───── PASSAGE SHOWN

In its first unilateral conduct case in over a decade, the U.S. Department of Justice (DOJ) and Texas Attorney General’s Office announced the simultaneous filing and settlement of monopolization claims against United Regional Health Care System of Wichita Falls, Texas, on Friday, February 25, 2011. The agencies accused United Regional of improperly coercing health insurers from contracting with other competing hospitals in the Wichita Falls area, thereby solidifying United Regional’s already dominant market position. The case appears to follow up on the Obama administration’s commitments to heighten antitrust enforcement in the healthcare industry, and to use the Sherman Act to challenge dominant firm conduct. The DOJ press release regarding the settlement is available at http://www.justice.gov/opa/pr/2011/February/11-at-249.html.

If accepted by the U.S. District Court for the Northern District of Texas, the settlement will last for seven years, and will prohibit the non-profit United Regional from conditioning the rates that it offers to commercial health insurers on whether those insurers contract with competing health-care providers, and from otherwise inhibiting those insurers from contracting with other providers. Additionally, United Regional may not retaliate against an insurer that contracts with a rival provider.

──────────
───── INPUT DATA

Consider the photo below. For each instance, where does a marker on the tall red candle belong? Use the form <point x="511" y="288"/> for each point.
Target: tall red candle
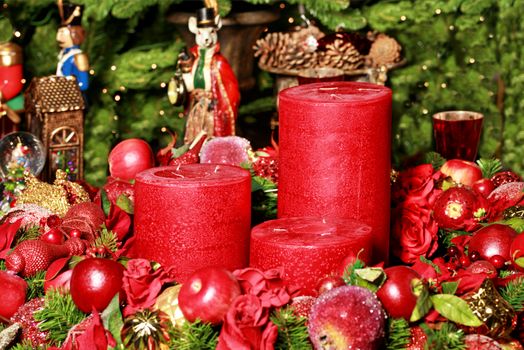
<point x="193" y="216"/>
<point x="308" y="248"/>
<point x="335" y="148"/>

──────────
───── INPUT DATA

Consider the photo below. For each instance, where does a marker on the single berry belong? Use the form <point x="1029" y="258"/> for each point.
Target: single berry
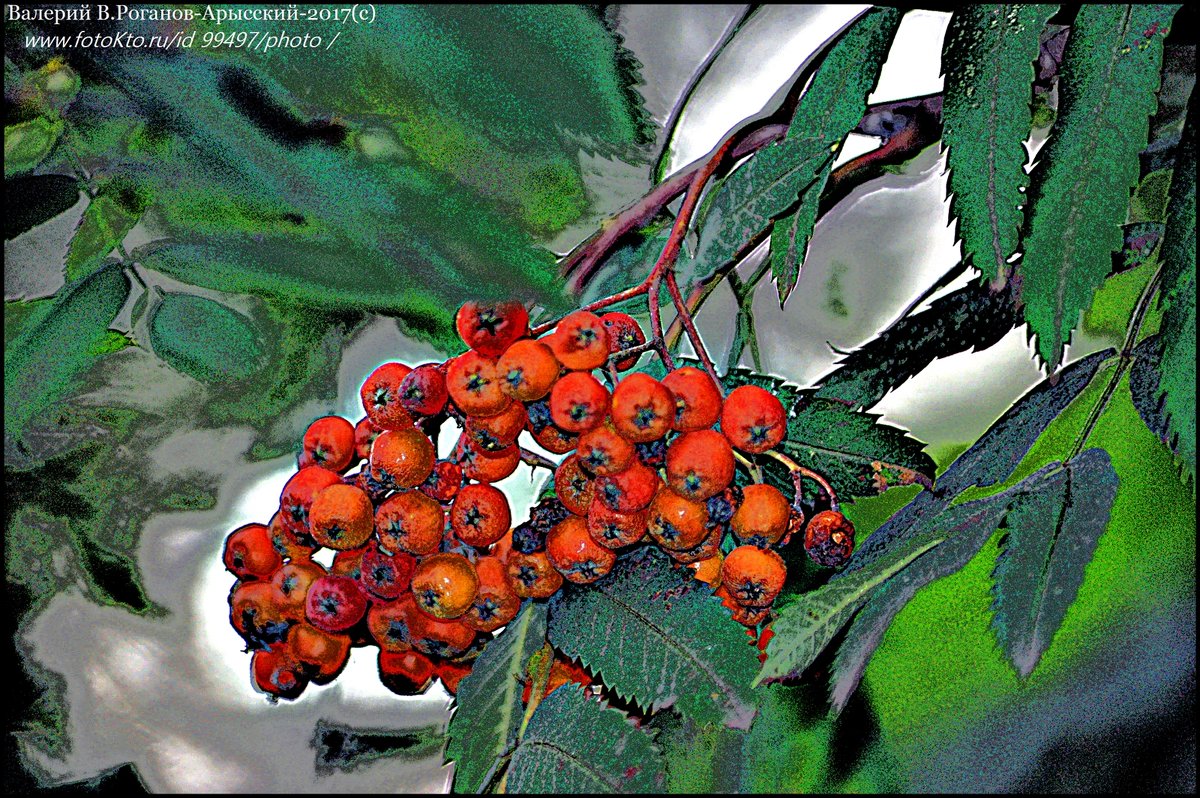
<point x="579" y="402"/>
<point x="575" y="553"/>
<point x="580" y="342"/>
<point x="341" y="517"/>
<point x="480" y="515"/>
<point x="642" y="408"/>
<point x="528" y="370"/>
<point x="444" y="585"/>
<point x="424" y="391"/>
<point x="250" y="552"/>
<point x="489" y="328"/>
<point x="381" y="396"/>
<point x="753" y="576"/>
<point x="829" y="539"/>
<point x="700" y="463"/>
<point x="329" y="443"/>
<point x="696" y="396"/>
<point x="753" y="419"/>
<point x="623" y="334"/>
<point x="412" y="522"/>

──────────
───── INPUT DATA

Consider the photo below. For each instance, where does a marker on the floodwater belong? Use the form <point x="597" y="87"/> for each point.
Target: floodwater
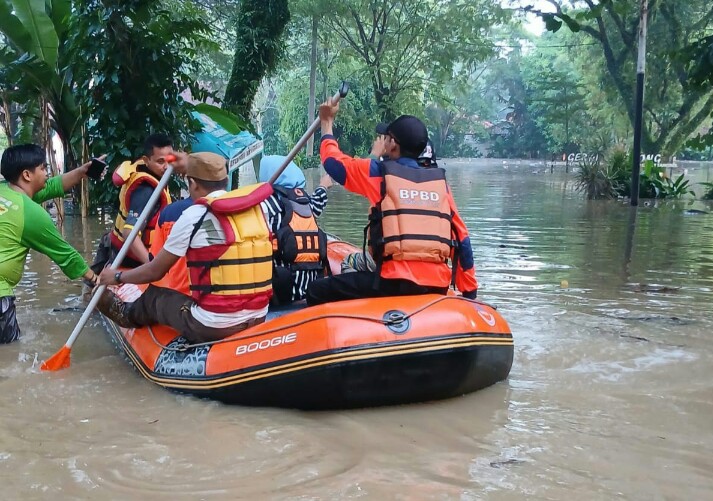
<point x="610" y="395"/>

──────────

EXERCISES:
**a)** Please list every action the settlement described in the United Regional antitrust passage would bar United Regional from taking.
**b)** Extend the United Regional antitrust passage with new text that picks up after its last sentence.

RESULTS OF THE TASKS:
**a)**
- Conditioning the rates it offers to commercial health insurers on whether those insurers contract with competing health-care providers
- Otherwise inhibiting those insurers from contracting with other providers
- Retaliating against an insurer that contracts with a rival provider

**b)**
According to the Complaint, United Regional gained monopoly power in the markets for inpatient hospital services and several outpatient surgical services, as demonstrated by its 90% market share for inpatient acute care services and 65% market share for outpatient surgery in the Wichita Falls area. United Regional allegedly achieved this market position through its particular dominance in critical services lines such as obstetrics, cardiac surgery and high-level trauma care, making it a “must-have” participant for any regional insurer that wished to field a marketable coverage plan.

Having achieved this status, United Regional then allegedly coerced certain insurers into effectively exclusive contracts that offered significantly lower “discounts” if the insurers refused to contract with other providers in the Wichita Falls area. According to the Complaint, United Regional required that some insurers pay 15% to 27% more for its services if they contracted with other providers as well. Those insurers, understanding that they could offer competitive plans in the Wichita Falls area only with United Regional’s involvement, succumbed to the coercion by contracting exclusively with United Regional.

These exclusive contracts thus purportedly denied other area providers access to privately insured patients, resulting in less competition in the market for inpatient acute care services and outpatient surgery services delivered to privately insured patients residing in and around Wichita Falls.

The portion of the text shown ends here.